The SoulCare Project is dedicated to providing culture shapers and influencers intentional space for rest and communion with Christ. Our desire is to provide a safe place to experience the quiet assurance of God’s love without becoming over-worked, exhausted, and burnt out. The majority of this vision is been accomplished by exposing people to the significance of Spiritual Formation and Soul Care, and by providing retreats with an opportunity to set aside the busy and productive life in order to listen and hear God through stillness.
What Need or Opportunity are we seeking to meet?
We convene our target audience, curate a team of seasoned practitioners, and create strategic environments for culture shapers and influencers to develop new patterns for living in a fragmented world where people’s lives are splintering apart. We are on the frontier of helping people find that authentic Narrative that has been given to them since the beginning of time and helping them live that out.
There are 3 common denominators of influencers and culture shapers we serve;
- Internal Noise: Anger, Fear & Pain
- Loneliness & Isolation: Alone in a crowded world while feeling abandoned by God; Broken
- Identity: Shame of living in the false self. Spiritual transformation is a slow and deliberate process, and people often resist the very thing they crave. There is a cultural addiction to the need to be needed and our target audience is increasingly being convinced of the value of slowing down to catch up. People are living disconnected from their true identity.
What are our long-term goals and what lasting impact do we hope to see?
We will continue to increase the quality of our care. This will be accomplished through the deepening of retreat or workshop attendee responses. Specifically we will accomplish these outcomes in three ways;
(1) offering spiritual mentoring for those who are desiring and discerned to be ready
(2) Developing and delivering soul care resources (i.e. journals, books, audio, exercises, referral base, formal soul care intensives)
(3) carrying the soul care message to underdeveloped Christian communities.
Our theory is that we can shift culture through our continued concentrated focus on high capacity influencers and culture shapers in ministry and the marketplace. This is because they serve in key leveraging positions in the community.
What are our near-term objectives and how will we measure them?

Work to complete:
A. According to the SoulCare Project overview, why does the project concentrate on high capacity influencers and culture shapers? Answer in one to three sentences.
B. Reproduce the SoulCare Project overview word for word, from "We will continue" to "we measure them?".

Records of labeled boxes
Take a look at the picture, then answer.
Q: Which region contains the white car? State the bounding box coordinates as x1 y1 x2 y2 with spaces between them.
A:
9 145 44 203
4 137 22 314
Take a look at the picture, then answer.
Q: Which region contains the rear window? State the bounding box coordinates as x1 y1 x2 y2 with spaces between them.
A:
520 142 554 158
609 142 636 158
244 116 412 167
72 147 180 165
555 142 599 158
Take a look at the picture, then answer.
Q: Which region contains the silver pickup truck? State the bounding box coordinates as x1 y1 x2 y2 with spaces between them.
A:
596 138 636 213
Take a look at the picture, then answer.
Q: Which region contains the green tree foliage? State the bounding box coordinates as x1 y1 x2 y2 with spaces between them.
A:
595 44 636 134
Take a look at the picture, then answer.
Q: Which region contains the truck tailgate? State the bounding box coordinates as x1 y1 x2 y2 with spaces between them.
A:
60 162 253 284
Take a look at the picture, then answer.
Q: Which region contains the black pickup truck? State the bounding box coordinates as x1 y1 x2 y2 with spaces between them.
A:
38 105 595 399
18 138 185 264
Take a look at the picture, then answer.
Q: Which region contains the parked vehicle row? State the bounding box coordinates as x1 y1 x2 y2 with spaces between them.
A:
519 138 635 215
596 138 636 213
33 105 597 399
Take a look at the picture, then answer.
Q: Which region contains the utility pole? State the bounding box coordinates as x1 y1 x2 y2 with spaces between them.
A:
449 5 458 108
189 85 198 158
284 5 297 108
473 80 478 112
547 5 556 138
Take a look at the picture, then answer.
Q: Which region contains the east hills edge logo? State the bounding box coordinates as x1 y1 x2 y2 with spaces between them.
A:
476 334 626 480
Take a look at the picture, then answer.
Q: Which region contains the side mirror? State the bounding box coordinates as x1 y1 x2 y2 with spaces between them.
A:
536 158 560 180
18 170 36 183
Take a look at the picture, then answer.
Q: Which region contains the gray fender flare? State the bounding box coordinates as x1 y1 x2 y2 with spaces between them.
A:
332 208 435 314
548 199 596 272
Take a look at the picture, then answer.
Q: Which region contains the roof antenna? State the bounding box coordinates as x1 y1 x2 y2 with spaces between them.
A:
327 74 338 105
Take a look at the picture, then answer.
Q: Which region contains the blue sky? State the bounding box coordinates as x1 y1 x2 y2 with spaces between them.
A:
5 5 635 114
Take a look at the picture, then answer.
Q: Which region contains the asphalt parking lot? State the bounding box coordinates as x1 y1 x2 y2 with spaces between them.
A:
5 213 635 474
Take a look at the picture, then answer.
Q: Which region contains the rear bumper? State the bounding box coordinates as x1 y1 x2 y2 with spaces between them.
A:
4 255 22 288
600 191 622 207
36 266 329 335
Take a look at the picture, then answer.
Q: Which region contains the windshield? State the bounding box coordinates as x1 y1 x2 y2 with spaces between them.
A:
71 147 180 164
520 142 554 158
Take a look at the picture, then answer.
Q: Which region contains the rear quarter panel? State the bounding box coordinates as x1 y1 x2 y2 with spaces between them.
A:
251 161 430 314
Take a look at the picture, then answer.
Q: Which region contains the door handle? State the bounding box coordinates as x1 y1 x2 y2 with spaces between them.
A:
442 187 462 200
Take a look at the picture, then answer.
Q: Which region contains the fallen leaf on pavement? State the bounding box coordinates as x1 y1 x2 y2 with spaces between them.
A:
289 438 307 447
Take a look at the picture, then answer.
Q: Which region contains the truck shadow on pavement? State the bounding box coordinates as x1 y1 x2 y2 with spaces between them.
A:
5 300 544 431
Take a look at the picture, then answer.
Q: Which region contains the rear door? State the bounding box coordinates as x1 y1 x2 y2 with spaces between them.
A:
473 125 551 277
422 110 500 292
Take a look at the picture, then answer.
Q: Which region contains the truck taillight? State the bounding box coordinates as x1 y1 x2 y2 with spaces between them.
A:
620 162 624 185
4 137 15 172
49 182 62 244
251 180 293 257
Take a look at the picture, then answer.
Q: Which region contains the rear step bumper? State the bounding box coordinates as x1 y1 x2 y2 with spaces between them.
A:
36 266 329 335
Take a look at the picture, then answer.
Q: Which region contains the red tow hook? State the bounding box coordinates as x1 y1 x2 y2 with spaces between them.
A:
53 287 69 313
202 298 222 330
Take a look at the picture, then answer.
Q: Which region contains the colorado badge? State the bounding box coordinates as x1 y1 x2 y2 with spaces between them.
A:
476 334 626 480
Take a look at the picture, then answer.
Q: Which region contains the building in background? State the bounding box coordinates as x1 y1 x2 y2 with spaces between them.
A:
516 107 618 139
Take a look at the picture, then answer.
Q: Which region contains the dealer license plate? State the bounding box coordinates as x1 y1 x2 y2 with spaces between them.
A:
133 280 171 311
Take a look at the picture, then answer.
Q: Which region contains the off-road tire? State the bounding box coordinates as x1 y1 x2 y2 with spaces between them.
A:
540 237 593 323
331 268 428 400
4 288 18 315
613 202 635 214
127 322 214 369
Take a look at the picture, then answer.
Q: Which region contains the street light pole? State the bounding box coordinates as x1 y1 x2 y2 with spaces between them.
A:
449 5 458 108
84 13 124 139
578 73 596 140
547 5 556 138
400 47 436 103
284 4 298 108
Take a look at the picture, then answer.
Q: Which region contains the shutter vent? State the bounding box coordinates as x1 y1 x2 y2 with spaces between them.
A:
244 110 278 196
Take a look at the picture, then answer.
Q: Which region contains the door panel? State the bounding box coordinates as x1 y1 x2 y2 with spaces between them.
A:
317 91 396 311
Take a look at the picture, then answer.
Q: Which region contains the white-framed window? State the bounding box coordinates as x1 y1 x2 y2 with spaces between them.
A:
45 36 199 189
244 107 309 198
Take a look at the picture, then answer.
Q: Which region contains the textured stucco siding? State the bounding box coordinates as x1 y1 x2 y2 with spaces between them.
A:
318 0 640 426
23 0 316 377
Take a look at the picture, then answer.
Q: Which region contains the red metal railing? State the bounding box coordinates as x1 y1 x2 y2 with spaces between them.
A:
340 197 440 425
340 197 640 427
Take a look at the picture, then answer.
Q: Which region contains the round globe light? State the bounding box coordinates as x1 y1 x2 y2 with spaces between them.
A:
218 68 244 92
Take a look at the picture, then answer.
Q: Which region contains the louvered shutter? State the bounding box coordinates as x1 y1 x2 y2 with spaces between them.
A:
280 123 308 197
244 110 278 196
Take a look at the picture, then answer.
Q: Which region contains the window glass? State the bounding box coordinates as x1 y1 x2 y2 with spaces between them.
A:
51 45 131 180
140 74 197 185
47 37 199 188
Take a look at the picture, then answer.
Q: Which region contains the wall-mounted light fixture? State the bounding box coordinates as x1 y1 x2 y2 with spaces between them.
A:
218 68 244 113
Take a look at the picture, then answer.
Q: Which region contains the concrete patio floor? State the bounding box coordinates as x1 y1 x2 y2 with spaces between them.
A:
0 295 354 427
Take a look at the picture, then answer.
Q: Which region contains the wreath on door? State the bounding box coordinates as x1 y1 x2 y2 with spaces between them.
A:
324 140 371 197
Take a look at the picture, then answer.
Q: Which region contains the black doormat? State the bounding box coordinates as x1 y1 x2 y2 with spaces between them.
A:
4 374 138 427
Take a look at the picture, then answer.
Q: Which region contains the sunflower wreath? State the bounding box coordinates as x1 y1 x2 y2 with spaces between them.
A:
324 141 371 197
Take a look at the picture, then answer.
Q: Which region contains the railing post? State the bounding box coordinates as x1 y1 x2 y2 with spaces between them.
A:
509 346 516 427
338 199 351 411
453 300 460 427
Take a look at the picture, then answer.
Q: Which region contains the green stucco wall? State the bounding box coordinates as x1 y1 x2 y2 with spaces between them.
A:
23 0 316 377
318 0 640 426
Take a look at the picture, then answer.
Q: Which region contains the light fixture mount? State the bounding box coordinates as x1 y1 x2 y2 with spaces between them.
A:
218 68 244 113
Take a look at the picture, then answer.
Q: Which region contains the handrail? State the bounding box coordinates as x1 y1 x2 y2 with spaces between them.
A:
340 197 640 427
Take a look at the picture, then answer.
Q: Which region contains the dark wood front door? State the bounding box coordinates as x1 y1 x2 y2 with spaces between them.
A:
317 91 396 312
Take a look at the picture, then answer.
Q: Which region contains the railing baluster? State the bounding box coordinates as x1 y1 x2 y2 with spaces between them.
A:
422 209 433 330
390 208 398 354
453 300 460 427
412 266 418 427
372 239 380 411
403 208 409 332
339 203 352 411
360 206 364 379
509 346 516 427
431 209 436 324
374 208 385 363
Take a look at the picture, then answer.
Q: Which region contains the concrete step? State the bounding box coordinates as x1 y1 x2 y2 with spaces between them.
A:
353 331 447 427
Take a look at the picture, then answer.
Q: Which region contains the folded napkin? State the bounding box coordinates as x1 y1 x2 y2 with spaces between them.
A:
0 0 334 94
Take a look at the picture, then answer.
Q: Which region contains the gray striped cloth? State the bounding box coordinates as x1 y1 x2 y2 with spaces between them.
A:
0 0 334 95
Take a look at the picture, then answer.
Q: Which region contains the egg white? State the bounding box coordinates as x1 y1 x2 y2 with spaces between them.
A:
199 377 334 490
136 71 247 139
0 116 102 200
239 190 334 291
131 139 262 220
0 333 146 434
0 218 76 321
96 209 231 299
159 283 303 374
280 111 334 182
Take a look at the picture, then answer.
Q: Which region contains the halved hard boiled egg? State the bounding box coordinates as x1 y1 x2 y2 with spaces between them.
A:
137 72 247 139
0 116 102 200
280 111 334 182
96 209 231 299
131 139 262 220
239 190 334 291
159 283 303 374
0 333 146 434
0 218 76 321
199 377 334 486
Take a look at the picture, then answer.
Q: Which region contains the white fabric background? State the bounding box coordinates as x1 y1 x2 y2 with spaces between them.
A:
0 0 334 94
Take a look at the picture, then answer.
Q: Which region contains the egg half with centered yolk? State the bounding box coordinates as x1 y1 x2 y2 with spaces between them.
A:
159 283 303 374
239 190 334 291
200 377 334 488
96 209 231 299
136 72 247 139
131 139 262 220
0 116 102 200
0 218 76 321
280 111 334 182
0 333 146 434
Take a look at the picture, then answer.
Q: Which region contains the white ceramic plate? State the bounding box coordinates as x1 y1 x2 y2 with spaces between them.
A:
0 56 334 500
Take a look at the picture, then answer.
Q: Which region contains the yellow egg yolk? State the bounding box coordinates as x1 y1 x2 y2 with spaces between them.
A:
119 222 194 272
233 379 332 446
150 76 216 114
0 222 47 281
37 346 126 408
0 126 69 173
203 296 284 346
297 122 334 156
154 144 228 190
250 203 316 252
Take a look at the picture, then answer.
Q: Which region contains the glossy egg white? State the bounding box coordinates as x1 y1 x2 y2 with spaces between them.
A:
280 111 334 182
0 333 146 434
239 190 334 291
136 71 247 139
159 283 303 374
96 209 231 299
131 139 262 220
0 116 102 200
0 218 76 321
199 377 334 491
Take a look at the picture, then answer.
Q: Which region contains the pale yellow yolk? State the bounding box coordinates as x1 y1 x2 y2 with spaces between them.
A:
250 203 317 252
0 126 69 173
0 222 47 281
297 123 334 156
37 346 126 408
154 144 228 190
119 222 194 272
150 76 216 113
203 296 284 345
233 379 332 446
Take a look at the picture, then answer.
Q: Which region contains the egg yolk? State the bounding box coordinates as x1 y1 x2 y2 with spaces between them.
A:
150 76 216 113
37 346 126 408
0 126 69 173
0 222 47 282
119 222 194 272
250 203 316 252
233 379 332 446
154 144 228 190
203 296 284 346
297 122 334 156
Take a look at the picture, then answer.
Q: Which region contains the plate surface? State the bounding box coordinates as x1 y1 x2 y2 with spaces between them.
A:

Full solutions:
A. The project's theory is that it can shift culture by keeping a concentrated focus on high capacity influencers and culture shapers in ministry and the marketplace. The overview gives the reason: these people serve in key leveraging positions in the community.

B.
We will continue to increase the quality of our care. This will be accomplished through the deepening of retreat or workshop attendee responses. Specifically we will accomplish these outcomes in three ways;
(1) offering spiritual mentoring for those who are desiring and discerned to be ready
(2) Developing and delivering soul care resources (i.e. journals, books, audio, exercises, referral base, formal soul care intensives)
(3) carrying the soul care message to underdeveloped Christian communities.
Our theory is that we can shift culture through our continued concentrated focus on high capacity influencers and culture shapers in ministry and the marketplace. This is because they serve in key leveraging positions in the community.
What are our near-term objectives and how will we measure them?